=== DOCUMENT ===
======

Re: frequent lockups in 3.18rc4
From: Chris Mason
Date: Fri Dec 19 2014 - 09:31:33 EST
On Thu, Dec 18, 2014 at 10:58 PM, Dave Jones <davej@xxxxxxxxxx> wrote:
On Thu, Dec 18, 2014 at 07:49:41PM -0800, Linus Torvalds wrote:
> And when spinlocks start getting contention, *nested* spinlocks
> really really hurt. And you've got all the spinlock debugging on
etc,
> don't you?
Yeah, though remember this seems to have for some reason gotten worse
in more recent builds. I've been running kitchen-sink debug kernels
for my trinity runs for the last three years, and it's only this
last few months that this has got to be enough of a problem that I'm
not seeing the more interesting bugs. (Or perhaps we're just getting
better at fixing them in -next now, so my runs are lasting longer..)
I think we're also adding more and more debugging. It's definitely a
good thing, but I think a lot of them are expected to stay off until
you're trying to track down a specific problem. I do always run with
CONFIG_DEBUG_PAGEALLOC here and lock debugging/lockdep, and aside from
being slow haven't hit trouble.

======

=== OBJECTIVE A ===
In the email about frequent lockups in 3.18rc4, for how long have kitchen-sink debug kernels been used for the trinity runs?
=== OBJECTIVE B ===
Write the next part of the email about frequent lockups in 3.18rc4, continuing after its last sentence.

======

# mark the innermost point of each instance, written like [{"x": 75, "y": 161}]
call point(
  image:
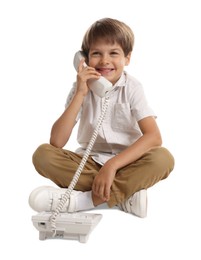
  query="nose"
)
[{"x": 104, "y": 59}]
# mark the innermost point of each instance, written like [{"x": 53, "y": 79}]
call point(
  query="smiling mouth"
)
[{"x": 104, "y": 71}]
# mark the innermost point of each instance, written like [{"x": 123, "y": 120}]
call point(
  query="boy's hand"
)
[
  {"x": 85, "y": 73},
  {"x": 103, "y": 182}
]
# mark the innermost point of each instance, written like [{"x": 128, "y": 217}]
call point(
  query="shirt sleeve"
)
[{"x": 139, "y": 105}]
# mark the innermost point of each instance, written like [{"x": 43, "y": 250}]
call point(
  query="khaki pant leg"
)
[
  {"x": 152, "y": 167},
  {"x": 60, "y": 165}
]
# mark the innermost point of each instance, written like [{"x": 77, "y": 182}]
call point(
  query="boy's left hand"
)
[{"x": 103, "y": 182}]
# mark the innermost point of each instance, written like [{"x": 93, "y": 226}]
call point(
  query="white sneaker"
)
[
  {"x": 47, "y": 198},
  {"x": 136, "y": 204}
]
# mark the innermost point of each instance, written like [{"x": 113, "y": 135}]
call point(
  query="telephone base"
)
[{"x": 71, "y": 226}]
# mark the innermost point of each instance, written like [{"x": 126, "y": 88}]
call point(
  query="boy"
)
[{"x": 127, "y": 157}]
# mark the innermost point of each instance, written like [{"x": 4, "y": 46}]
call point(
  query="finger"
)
[{"x": 107, "y": 193}]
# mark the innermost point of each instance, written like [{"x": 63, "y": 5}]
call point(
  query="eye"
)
[
  {"x": 114, "y": 53},
  {"x": 95, "y": 53}
]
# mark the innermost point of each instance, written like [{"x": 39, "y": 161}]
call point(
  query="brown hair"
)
[{"x": 110, "y": 30}]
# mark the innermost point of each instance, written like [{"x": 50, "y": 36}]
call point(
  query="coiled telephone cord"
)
[{"x": 74, "y": 181}]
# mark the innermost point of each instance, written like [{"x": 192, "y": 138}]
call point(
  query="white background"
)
[{"x": 37, "y": 43}]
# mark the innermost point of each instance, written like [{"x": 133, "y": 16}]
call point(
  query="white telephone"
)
[
  {"x": 74, "y": 225},
  {"x": 101, "y": 86}
]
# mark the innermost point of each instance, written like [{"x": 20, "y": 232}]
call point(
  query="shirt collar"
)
[{"x": 122, "y": 80}]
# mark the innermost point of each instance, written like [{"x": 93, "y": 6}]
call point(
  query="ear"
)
[{"x": 127, "y": 59}]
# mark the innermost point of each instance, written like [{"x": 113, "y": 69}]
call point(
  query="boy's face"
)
[{"x": 108, "y": 59}]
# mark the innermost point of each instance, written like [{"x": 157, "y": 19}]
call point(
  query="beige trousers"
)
[{"x": 59, "y": 165}]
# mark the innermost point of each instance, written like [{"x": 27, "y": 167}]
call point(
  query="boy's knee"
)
[
  {"x": 41, "y": 154},
  {"x": 164, "y": 160}
]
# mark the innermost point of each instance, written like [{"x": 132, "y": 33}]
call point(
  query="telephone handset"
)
[
  {"x": 77, "y": 225},
  {"x": 101, "y": 86}
]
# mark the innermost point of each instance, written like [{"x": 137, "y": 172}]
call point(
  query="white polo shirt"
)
[{"x": 126, "y": 106}]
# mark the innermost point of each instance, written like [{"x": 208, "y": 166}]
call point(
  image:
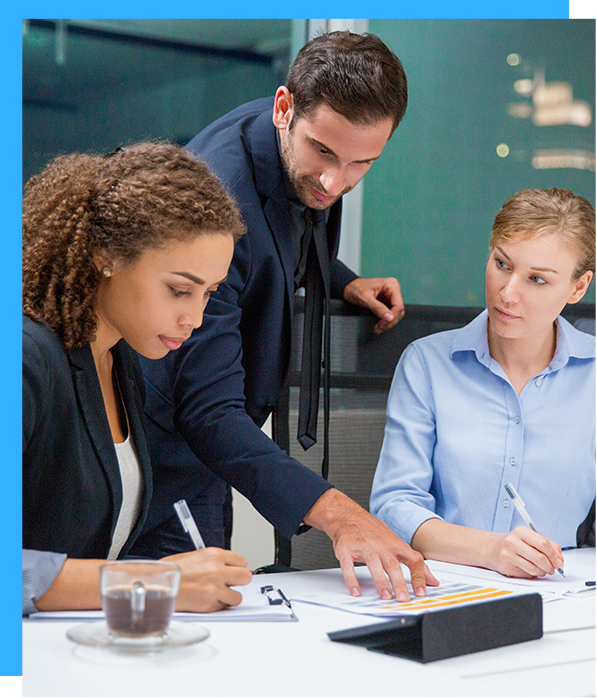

======

=== TASK OUTPUT A ===
For the last three years.

=== TASK OUTPUT B ===
I know it's 3.16 instead of 3.17, but 16K stacks are probably
increasing the pressure on everything in these runs. It's my favorite
kernel feature this year, but it's likely to make trinity hurt more on
memory constrained boxes.
Your trace with hrtimer debugging yesterday made some sense, but it
still should have been survivable. I mean you should have kept seeing
lockups from that one poor task being starved out of filling up his
pool. I know you have traces with a ton more output, but I'm still
wondering if usb-serial and printk from NMI really get along well. I'd
try with debugging back on and serial consoles off. We carry patches
to make oom print less, just because the time spent on our slow
emulated serial console is enough to back the box up into a death
spiral.
The fairness of spinlock debugging is a really great point too,
definitely worth trying with that off (and fixing, I love spinlock
debugging).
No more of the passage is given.